# Quarter Wit, Quarter Wisdom: Unfair Distributions in Combinatorics Part 1

Today, using some examples, let’s look at different ways of distributing identical/distinct objects among people or in groups. There are some formulas which can be used in some of these cases but I will only discuss how to use the concepts we have learned so far to deal with these questions. I am not a fan of unintuitive formulas since the probability (we will come to this topic soon) that we will get to use even one of them in GMAT is quite low while the effort involved in cramming all of them is humongous. Therefore, I only want to focus on our core concepts which we can apply in various situations. Let’s start with our first example.

Question 1: In how many ways can 5 different fruits be distributed among four children? (Some children may get more than one fruit and some may get no fruits.)

(A) 4^5
(B) 5^4
(C) 5!
(D) 4!
(E) 4!*5!

Solution 1: This is the simplest case – 5 different things are to be distributed among 4 different people. Say, the five different fruits are: an apple, a banana, a strawberry, an orange and a blueberry. In how many ways can you give an apple to someone? In 4 ways. You can give the apple to any one of the 4 children. Similarly, in how many ways can you give a banana to someone? Again in 4 ways. It is acceptable to give more than one fruit to the same child so you again have 4 possibilities for the banana. Similarly, all the remaining fruits can also be distributed in 4 ways each.

Total number of ways of distributing 5 different fruits among 4 children = 4*4*4*4*4 = 4^5 ways.

Another popular variation on this type of question is this:

Question 1a: In how many ways can 5 different rings be worn in four particular fingers? (Some fingers may get more than one ring and some may get no rings.)

Here, the answer will be a little different. Think why.

Question 2: In how many ways can 5 apples (identical) be distributed among 4 children? (Some children may get no apples.)

(A) 56
(B) 144
(C) 200
(D) 256
(E) 312

Solution: We have 5 identical apples and 4 children. We want to find the number of ways in which these apples can be distributed among the children.

Method I

5 apples can be distributed in various ways: {5, 0, 0, 0}, {4, 1, 0, 0}, {3, 2, 0, 0}, {3, 1, 1, 0}, {2, 2, 1, 0}, {2, 1, 1, 1}.

{5, 0, 0, 0} means that one child gets all 5 apples and all others get none. Similarly, {4, 1, 0, 0} means that one child gets 4 apples and another child gets 1 apple. No one else gets any apples and so on…

In each one of these cases, various arrangements are possible e.g. take the case of {5, 0, 0, 0}. The first child could get all 5 apples OR the second child could get all 5 apples OR the third child could get all 5 apples OR the fourth child could get all 5 apples. Basically, the number of ways in which these 4 objects – 5, 0, 0 and 0 can be distributed in 4 different spots (i.e. 4 children) is 4!/3! = 4 arrangements (we divide by 3! because three of the objects – 0, 0 and 0 – are identical). This is just our beloved basic counting principle in action.

Material provided:
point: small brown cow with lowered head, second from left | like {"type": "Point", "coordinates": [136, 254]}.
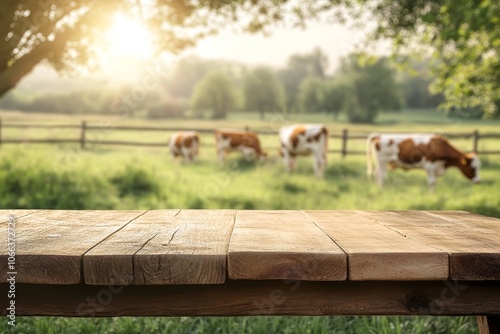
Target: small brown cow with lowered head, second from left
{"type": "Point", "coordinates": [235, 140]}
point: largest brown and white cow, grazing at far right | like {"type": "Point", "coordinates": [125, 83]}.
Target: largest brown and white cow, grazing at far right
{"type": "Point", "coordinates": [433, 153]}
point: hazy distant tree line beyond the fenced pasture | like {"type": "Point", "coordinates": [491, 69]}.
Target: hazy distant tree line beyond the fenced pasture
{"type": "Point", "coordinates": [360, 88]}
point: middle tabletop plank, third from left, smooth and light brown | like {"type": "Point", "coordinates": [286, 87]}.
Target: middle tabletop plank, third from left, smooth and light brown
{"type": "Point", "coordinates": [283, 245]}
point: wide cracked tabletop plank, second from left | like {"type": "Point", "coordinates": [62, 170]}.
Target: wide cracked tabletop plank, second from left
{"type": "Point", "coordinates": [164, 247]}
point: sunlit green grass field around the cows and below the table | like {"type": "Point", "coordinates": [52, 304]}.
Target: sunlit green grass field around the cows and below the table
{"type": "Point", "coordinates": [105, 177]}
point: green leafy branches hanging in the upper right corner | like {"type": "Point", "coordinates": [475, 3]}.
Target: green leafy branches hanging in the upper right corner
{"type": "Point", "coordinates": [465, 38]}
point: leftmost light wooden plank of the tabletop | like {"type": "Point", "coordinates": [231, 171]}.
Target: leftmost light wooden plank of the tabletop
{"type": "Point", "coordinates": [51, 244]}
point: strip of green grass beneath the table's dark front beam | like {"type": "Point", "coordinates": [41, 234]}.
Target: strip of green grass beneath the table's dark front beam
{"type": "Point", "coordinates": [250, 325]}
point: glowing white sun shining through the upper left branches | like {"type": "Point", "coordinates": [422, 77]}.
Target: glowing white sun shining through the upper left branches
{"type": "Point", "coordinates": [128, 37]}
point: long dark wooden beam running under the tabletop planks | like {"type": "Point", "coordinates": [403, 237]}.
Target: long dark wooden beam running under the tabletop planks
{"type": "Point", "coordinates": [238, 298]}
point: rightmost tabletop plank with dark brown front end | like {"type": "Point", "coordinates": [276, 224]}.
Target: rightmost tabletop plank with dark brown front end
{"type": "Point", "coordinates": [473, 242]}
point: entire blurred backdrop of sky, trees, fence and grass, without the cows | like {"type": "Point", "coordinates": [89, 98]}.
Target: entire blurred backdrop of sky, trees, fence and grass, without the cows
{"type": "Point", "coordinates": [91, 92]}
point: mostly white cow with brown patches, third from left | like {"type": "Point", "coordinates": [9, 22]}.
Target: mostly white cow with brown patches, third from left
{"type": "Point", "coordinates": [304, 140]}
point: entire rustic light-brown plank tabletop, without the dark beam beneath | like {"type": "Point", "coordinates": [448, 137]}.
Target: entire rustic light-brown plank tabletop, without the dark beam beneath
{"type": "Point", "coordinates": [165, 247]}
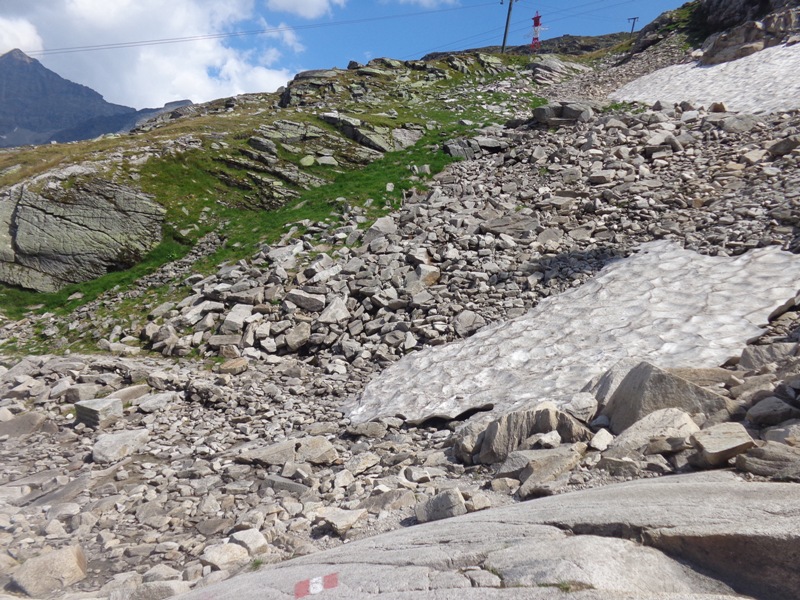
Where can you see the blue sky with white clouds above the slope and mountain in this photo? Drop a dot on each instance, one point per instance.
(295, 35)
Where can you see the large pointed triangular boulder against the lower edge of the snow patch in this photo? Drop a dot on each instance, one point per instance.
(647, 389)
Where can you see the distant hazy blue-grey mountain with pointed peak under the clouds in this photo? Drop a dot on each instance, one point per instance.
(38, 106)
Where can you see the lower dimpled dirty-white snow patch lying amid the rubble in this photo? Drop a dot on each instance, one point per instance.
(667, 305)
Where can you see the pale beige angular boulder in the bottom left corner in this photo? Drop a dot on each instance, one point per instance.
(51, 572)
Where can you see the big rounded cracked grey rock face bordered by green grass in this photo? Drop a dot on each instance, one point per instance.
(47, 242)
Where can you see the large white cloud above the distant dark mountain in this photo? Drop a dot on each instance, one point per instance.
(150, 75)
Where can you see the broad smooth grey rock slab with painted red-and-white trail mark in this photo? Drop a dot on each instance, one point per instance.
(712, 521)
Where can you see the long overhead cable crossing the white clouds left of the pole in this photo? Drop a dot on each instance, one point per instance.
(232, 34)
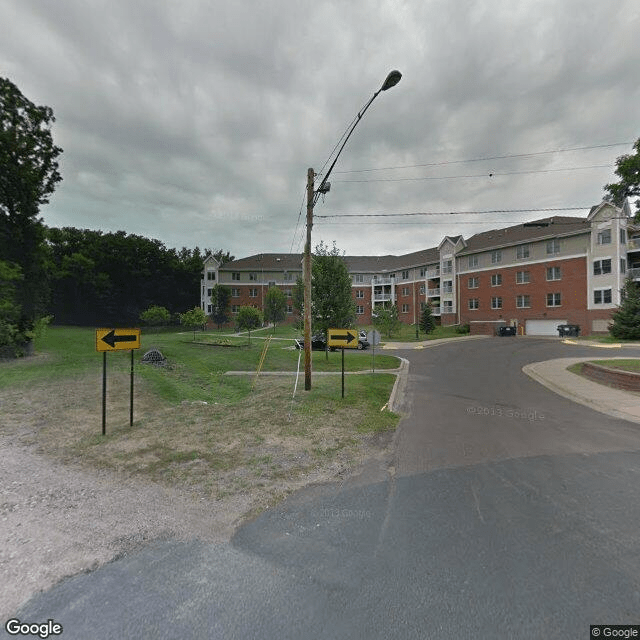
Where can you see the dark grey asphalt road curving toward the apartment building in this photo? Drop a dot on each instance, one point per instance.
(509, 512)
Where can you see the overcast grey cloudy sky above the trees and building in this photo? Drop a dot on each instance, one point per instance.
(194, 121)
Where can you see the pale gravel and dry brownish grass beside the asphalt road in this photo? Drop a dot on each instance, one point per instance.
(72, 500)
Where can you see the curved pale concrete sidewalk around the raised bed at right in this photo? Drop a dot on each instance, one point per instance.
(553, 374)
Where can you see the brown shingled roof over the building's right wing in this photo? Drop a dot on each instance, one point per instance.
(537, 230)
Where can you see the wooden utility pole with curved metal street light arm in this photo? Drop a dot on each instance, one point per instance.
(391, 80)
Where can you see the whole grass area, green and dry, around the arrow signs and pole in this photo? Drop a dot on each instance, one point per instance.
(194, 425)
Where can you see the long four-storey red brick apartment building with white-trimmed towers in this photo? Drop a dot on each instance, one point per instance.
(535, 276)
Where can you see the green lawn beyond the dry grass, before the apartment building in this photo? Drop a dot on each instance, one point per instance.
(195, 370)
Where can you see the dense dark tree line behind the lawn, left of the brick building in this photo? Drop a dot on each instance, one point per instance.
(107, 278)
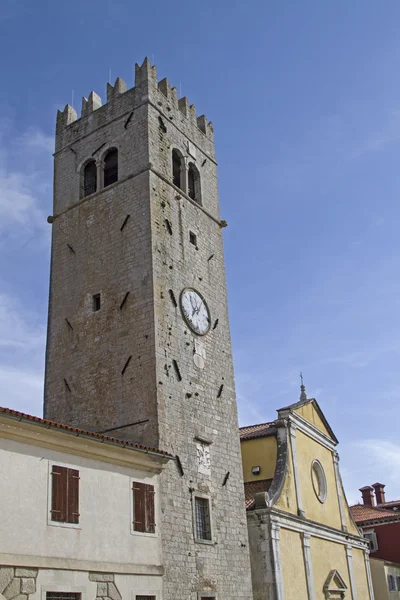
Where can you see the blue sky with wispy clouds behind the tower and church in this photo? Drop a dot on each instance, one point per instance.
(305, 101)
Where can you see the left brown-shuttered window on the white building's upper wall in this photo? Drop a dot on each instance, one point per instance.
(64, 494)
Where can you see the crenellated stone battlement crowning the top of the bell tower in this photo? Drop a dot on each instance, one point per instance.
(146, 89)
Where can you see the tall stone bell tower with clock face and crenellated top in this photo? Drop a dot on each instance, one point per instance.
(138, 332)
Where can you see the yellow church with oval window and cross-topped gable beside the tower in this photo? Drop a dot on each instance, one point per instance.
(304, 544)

Work to complete: Write the next part of the combinatorics article on distributing apples among children, picking up after its last sentence.

Exercise output:
Similarly, in the case of {4, 1, 0, 0}, we will get 4!/2! = 12 arrangements (since 2 objects are identical) i.e. 5 apples can be distributed among 4 children by giving 4 apples to one child and 1 apple to another child in 12 ways. The first child could get 4 apples and the second child could get 1 apple OR the third child could get 4 apples and the first child could get 1 apple etc.

In the same way, we will get 12 arrangements in each one of these cases: {3, 2, 0, 0}, {3, 1, 1, 0} and {2, 2, 1, 0}. In the case of {2, 1, 1, 1}, we will get 4!/3! = 4 arrangements.

In all, 5 identical apples can be distributed among 4 children in 4 + 12 + 12 + 12 + 12 + 4 = 56 ways

Here, we have just counted out the ways in which 5 things can be distributed in 4 groups. If we miss even one of these cases, all our effort would go waste. Therefore, let’s look at a more analytical method of solving this question.

Method II

Let’s put the 5 apples in a row: A A A A A

We have to split them in 4 groups. The 4 groups will have a one-to-one relation with the 4 children – Apples in the first group will be given to the first child, those in the second group will be given to the second child and so on…

Say we split the apples in 4 groups in the following way: A A l A l A l A

The vertical lines separate one group from the other. The first group has 2 apples and the rest of the three groups have 1 apple each. This means, the first child gets 2 apples and each of the other 3 children get 1 apple each.

The split can also be made in the following way: A l A A l A l A

Here, the second group has 2 apples and the rest of the three groups have 1 apple each. So the second child gets 2 apples and the rest of the 3 children get 1 apple each.

The split can also be made in the following way: l A A A l A l A

Here, the first group has no apples, the second group has 3 apples and the third and the fourth groups have one apple each. The first child gets no apples, the second child gets 3 apples and the other 2 children get 1 apple each.

What I am trying to show here is that arranging these 5 identical As and the 3 identical vertical lines in as many different ways as possible will give us all the ways in which we can distribute 5 identical apples among 4 different children.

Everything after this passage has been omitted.